(Referring expression grounding data)
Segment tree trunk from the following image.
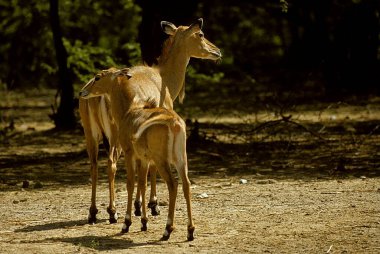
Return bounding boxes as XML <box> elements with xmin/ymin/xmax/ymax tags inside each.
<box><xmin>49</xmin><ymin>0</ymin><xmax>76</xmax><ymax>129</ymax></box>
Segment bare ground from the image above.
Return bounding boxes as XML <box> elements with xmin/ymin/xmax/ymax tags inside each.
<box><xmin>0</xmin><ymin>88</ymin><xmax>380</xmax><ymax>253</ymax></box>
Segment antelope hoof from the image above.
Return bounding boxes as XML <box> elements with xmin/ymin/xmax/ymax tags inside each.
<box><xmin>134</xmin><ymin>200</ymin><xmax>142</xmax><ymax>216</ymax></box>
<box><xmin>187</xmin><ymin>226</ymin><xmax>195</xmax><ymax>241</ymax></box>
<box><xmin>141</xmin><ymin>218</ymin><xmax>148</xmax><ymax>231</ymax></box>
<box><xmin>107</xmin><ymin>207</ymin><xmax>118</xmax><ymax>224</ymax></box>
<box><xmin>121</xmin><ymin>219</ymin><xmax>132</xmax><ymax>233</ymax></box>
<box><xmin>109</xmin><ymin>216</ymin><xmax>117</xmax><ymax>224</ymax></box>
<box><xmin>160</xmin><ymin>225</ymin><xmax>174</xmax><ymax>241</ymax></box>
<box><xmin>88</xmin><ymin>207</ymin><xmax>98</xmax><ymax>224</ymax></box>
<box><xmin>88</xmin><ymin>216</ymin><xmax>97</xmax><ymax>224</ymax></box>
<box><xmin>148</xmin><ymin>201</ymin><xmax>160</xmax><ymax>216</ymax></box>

==

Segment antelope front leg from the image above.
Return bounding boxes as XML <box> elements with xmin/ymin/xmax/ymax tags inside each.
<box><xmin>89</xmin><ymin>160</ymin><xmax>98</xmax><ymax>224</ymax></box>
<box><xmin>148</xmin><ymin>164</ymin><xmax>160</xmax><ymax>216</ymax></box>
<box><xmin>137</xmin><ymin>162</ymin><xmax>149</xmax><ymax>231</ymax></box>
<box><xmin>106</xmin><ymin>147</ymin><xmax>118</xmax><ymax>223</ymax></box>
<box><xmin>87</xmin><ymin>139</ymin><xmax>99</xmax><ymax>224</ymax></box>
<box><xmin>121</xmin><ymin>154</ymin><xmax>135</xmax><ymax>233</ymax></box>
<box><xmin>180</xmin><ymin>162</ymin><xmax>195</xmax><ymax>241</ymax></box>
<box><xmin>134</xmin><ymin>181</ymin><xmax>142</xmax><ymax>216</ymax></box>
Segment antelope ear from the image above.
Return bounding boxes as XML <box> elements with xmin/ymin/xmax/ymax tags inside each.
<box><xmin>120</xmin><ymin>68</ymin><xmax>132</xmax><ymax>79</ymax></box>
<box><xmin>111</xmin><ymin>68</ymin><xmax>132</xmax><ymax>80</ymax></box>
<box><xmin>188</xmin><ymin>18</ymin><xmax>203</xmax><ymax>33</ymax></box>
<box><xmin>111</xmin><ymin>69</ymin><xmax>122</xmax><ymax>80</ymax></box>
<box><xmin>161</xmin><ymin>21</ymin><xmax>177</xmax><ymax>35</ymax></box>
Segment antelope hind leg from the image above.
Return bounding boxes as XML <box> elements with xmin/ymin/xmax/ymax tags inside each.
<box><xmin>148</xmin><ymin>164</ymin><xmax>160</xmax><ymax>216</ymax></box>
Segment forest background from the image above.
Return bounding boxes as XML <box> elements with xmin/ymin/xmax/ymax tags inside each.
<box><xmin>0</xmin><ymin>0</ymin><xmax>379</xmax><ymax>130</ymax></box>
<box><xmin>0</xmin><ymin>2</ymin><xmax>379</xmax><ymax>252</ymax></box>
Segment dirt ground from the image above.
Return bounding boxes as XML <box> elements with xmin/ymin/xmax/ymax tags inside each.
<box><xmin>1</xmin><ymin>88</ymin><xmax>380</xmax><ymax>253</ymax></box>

### What to produce
Find the line with "Segment tree trunk from the following image." in the entries above. Set down exactly every line from it up to and including the line with "Segment bare ground from the image above.", images excluded.

### Answer to the exercise
Segment tree trunk from the following image.
Return bounding boxes as XML <box> elements with xmin/ymin/xmax/ymax tags inside each.
<box><xmin>49</xmin><ymin>0</ymin><xmax>76</xmax><ymax>129</ymax></box>
Segment bare ground from the image above.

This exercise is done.